→ **Task to complete**: From the article on self-folding origami honeycombs, reproduce word for word the passage from "In a recent study, a" to "mechanical shock absorption.".

→ **Excerpt provided**:
****************
Self-folding origami honeycombs pave the way to sustainable protective packaging

Self-folding origami honeycombs pave the way to sustainable protective packaging
In a recently published study, researchers from SIT, Japan, developed a cost-effective method of making paper sheets that fold themselves without any human intervention into honeycomb structures with superb structural and mechanical properties. Credit: Hiroki Shigemune from SIT, Japan

Origami, the act of folding flat sheets of material into complex 3D shapes, has transcended its original artistic and ceremonial roots and entered the realm of engineering. Thanks to their low cost and simple fabrication process, origami-based structures and materials have found applications across varied fields, including biomedicine, packaging, spacecrafts, and agriculture.

One of the most difficult aspects of using origami in practical applications is finding a convenient, cost-effective way to fold the sheets of material into the desired shape. The folding process can be particularly challenging for origami structures of either very small or very large size. Accordingly, scientists have been actively trying to come up with new ways to create self-folding origami structures that are compatible with their target application.

In a recent study, a research team from Shibaura Institute of Technology (SIT), Japan, demonstrated a promising method to easily manufacture self-folding honeycomb structures (SHSs). As explained in their paper published in Materials & Design, honeycomb structures make for great protective packaging materials due to their many attractive properties, including low weight, high porosity, heat insulation, and excellent mechanical shock absorption.

Motivated by this, the team developed a low-cost process to produce SHSs using nothing but a paper cutter and a standard inkjet printer. The study was led by Associate Professor Hiroki Shigemune and co-authored by Professor Naoki Hosoya and master's student Daichi Naritomi, all from SIT, as well as Professor Shingo Maeda from Tokyo Institute of Technology. The paper was made available online on September 16, 2022, and will be published in Volume 223 of the journal in November 2022.
****************
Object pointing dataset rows
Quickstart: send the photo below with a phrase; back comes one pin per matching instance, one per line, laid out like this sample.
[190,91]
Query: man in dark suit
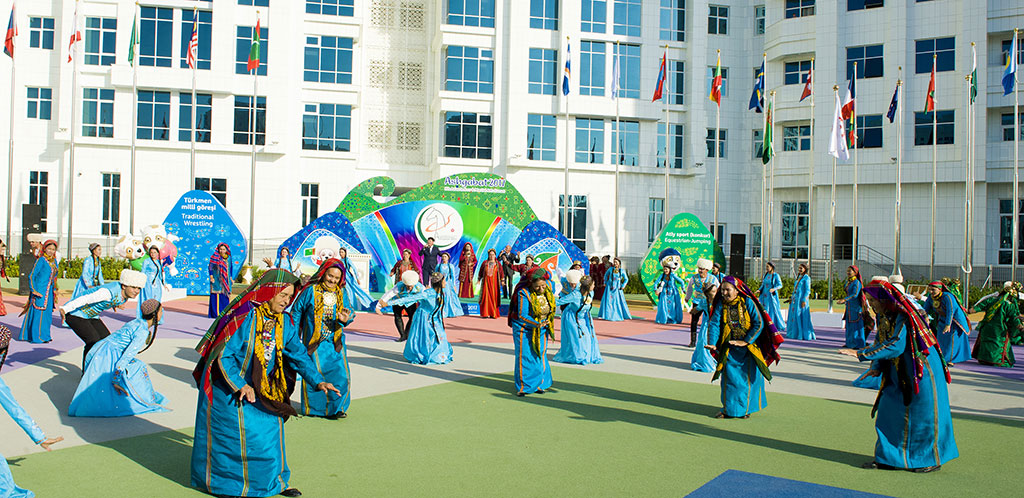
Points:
[429,253]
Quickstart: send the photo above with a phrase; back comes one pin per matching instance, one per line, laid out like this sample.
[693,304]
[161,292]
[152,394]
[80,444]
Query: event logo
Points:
[440,221]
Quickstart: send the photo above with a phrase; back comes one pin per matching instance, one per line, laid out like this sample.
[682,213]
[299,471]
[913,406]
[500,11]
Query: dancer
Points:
[613,306]
[1000,324]
[579,342]
[427,342]
[92,272]
[115,383]
[856,307]
[453,306]
[745,342]
[949,323]
[82,314]
[38,309]
[467,268]
[7,487]
[799,324]
[247,359]
[220,280]
[768,295]
[410,285]
[322,318]
[491,282]
[912,422]
[531,316]
[695,294]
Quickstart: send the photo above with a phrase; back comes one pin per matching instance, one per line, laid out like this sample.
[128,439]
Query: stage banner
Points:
[200,222]
[687,235]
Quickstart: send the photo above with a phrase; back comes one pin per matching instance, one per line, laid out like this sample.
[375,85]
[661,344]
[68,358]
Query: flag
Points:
[253,63]
[758,95]
[768,150]
[659,85]
[837,142]
[194,41]
[716,83]
[1010,73]
[8,42]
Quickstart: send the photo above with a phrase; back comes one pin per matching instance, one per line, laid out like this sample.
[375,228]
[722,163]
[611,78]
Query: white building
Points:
[420,89]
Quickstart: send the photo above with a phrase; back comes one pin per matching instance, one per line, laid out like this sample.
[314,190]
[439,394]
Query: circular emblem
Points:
[440,221]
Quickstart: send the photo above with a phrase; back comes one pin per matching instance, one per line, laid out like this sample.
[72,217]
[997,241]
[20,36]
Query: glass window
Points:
[590,140]
[156,31]
[469,69]
[332,7]
[471,12]
[243,44]
[544,14]
[718,19]
[467,135]
[923,127]
[328,59]
[577,232]
[100,40]
[594,14]
[944,50]
[244,120]
[97,113]
[541,137]
[869,131]
[327,127]
[41,33]
[205,34]
[40,102]
[112,204]
[868,58]
[203,118]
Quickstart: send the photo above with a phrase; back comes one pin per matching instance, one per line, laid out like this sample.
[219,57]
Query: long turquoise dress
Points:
[613,306]
[115,382]
[427,343]
[742,382]
[799,324]
[532,372]
[239,450]
[7,487]
[670,306]
[453,306]
[913,430]
[92,276]
[769,299]
[579,342]
[954,344]
[852,316]
[39,318]
[325,340]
****************
→ **Answer to the problem**:
In a recent study, a research team from Shibaura Institute of Technology (SIT), Japan, demonstrated a promising method to easily manufacture self-folding honeycomb structures (SHSs). As explained in their paper published in Materials & Design, honeycomb structures make for great protective packaging materials due to their many attractive properties, including low weight, high porosity, heat insulation, and excellent mechanical shock absorption.